--- Start STORED ROWS ---

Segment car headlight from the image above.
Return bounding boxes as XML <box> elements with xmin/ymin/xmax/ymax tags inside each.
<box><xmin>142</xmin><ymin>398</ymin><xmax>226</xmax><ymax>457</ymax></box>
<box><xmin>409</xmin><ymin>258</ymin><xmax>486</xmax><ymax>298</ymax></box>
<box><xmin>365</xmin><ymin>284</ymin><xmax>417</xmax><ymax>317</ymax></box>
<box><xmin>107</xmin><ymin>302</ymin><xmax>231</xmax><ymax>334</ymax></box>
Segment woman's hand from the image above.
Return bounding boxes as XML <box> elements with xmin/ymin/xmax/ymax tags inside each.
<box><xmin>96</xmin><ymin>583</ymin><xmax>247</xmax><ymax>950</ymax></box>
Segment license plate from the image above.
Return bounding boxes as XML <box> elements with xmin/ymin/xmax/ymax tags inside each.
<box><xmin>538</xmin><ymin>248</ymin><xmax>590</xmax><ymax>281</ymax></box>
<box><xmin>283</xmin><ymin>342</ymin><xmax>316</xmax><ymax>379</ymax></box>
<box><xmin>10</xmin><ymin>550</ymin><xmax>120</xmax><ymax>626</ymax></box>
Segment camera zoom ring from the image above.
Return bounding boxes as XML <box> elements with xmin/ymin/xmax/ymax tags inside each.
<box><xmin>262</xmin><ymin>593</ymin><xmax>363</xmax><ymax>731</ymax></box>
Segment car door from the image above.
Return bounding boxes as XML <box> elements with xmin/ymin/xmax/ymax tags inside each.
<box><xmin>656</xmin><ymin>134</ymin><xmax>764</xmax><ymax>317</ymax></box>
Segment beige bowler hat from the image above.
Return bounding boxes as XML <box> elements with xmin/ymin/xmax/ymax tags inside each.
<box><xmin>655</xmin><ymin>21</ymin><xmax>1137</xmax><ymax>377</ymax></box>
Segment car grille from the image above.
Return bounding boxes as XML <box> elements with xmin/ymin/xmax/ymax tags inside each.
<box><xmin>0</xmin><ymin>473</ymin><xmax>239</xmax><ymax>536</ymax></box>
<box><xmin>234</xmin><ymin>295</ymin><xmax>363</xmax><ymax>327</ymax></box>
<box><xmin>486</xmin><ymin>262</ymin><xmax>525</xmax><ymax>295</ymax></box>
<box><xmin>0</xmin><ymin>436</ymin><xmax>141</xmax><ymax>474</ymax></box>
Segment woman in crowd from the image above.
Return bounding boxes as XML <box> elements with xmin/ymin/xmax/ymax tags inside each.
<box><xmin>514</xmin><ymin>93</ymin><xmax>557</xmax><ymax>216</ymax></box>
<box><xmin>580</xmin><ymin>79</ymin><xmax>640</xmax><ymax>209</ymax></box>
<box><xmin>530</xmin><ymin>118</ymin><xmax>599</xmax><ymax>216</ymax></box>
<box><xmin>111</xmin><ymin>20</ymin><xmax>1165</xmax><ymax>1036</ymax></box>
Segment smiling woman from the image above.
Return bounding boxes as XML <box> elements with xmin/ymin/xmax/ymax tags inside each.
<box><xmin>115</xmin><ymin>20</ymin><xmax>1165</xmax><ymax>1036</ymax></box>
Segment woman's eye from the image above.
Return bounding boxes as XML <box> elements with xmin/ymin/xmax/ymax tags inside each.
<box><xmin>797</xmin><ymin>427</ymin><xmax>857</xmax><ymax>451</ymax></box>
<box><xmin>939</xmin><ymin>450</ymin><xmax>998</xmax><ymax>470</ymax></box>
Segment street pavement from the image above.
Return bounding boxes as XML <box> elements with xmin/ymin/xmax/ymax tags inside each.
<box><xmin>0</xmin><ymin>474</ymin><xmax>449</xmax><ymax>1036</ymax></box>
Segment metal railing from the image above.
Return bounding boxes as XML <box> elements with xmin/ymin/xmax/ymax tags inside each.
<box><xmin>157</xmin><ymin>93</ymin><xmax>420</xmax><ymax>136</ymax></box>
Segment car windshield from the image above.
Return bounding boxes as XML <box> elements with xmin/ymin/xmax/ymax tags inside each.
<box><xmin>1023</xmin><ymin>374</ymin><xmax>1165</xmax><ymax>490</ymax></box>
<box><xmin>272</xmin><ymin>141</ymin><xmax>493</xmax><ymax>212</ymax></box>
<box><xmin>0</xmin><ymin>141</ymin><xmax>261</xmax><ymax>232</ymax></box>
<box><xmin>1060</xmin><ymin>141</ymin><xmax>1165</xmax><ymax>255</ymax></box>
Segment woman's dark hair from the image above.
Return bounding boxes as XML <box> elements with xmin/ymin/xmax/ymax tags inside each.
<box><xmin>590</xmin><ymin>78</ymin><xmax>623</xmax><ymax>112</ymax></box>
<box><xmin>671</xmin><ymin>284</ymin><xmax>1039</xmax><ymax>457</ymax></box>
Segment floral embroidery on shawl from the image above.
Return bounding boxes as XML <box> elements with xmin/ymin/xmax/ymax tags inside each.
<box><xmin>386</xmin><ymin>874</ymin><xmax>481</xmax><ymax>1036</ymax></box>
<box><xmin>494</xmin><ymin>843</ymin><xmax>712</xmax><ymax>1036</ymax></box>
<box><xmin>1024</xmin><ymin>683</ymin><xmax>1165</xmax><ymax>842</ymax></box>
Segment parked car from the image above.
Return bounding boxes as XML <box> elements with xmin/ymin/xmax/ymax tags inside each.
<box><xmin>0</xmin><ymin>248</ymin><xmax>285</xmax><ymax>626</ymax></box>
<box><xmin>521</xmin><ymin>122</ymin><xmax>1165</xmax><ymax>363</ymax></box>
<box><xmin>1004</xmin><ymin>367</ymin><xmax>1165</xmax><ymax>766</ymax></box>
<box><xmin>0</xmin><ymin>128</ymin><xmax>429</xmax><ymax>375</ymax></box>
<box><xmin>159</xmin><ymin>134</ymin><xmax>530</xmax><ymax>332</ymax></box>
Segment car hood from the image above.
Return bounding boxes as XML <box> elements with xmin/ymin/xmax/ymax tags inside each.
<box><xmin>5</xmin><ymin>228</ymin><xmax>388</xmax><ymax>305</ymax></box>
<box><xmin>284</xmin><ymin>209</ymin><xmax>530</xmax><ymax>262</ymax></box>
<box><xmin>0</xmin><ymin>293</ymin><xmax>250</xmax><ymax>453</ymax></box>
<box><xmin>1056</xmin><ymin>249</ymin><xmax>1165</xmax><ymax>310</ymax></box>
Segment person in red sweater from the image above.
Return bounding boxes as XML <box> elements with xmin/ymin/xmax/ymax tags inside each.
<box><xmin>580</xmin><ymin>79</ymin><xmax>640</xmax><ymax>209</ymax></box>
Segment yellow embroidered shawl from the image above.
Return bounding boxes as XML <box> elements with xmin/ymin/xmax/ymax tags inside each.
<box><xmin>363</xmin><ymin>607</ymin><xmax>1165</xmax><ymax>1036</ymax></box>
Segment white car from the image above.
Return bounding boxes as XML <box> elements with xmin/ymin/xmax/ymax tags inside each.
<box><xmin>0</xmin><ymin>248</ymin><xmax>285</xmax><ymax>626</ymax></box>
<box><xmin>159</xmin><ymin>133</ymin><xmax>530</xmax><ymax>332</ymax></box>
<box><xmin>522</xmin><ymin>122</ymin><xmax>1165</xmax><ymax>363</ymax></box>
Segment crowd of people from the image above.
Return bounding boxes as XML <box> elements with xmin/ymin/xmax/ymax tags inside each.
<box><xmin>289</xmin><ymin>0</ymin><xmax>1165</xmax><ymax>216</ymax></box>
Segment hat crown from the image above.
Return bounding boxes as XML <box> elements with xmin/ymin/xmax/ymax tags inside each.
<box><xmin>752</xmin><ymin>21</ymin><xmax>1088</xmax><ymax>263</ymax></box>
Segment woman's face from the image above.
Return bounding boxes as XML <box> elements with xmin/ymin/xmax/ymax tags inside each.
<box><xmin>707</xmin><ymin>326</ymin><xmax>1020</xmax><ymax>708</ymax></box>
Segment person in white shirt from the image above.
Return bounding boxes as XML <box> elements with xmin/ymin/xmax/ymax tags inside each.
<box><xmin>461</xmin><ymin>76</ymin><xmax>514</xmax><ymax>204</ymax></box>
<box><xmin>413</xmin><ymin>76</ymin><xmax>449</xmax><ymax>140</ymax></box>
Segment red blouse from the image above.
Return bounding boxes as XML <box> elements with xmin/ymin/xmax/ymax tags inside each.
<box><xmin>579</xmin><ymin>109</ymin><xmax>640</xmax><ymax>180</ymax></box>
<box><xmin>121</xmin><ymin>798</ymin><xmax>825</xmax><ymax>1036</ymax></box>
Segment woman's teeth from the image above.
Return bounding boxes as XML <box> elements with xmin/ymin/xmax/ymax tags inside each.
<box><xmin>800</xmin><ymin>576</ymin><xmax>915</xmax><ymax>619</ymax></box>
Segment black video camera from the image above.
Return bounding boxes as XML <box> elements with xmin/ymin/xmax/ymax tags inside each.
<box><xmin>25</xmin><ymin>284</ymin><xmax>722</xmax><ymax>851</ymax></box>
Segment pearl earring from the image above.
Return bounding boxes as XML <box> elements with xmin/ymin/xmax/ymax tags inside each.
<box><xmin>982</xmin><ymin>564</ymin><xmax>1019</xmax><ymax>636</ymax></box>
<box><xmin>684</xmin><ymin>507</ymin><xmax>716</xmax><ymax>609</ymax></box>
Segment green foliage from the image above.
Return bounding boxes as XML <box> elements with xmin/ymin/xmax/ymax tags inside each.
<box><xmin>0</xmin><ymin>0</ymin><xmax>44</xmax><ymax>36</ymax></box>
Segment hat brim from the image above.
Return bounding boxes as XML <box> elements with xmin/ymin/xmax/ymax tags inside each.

--- End STORED ROWS ---

WHAT YOU SHOULD DO: In the entries above, take the line containing "Segment person in white" and each later line through the last, and repeat them exactly. Output nothing else.

WORKED ANSWER:
Segment person in white shirt from the image above.
Return bounding boxes as XML <box> elements with xmin/ymin/xmax/ymax tags inside each.
<box><xmin>461</xmin><ymin>76</ymin><xmax>514</xmax><ymax>204</ymax></box>
<box><xmin>413</xmin><ymin>76</ymin><xmax>449</xmax><ymax>140</ymax></box>
Segment red blouse from the image above.
Return bounding boxes as XML <box> elements with xmin/ymin/xmax/ymax tags inside each.
<box><xmin>579</xmin><ymin>109</ymin><xmax>640</xmax><ymax>180</ymax></box>
<box><xmin>121</xmin><ymin>798</ymin><xmax>825</xmax><ymax>1036</ymax></box>
Segment woman's teeth from the image above.
Return bounding boxes as XML <box> elements with xmin/ymin/xmax/ymax tags inside each.
<box><xmin>800</xmin><ymin>576</ymin><xmax>915</xmax><ymax>619</ymax></box>
Segment black video camera from the image above.
Return bounding boxes as XML <box> elements with xmin/ymin/xmax/ymax tags inside each.
<box><xmin>25</xmin><ymin>284</ymin><xmax>722</xmax><ymax>851</ymax></box>
Segment pearl earring from the image above.
Return bounding boxes as XML <box> elements with xmin/ymin/xmax/ymax tags inside each.
<box><xmin>982</xmin><ymin>564</ymin><xmax>1019</xmax><ymax>636</ymax></box>
<box><xmin>684</xmin><ymin>507</ymin><xmax>716</xmax><ymax>609</ymax></box>
Segment green foliage from the image above.
Return bounding boxes as XML <box> elements with xmin/ymin/xmax/ymax tags inside each.
<box><xmin>0</xmin><ymin>0</ymin><xmax>44</xmax><ymax>36</ymax></box>
Segment hat brim from the image above.
Return bounding boxes as XML <box> elements with xmin/ymin/xmax/ymax tags inside each.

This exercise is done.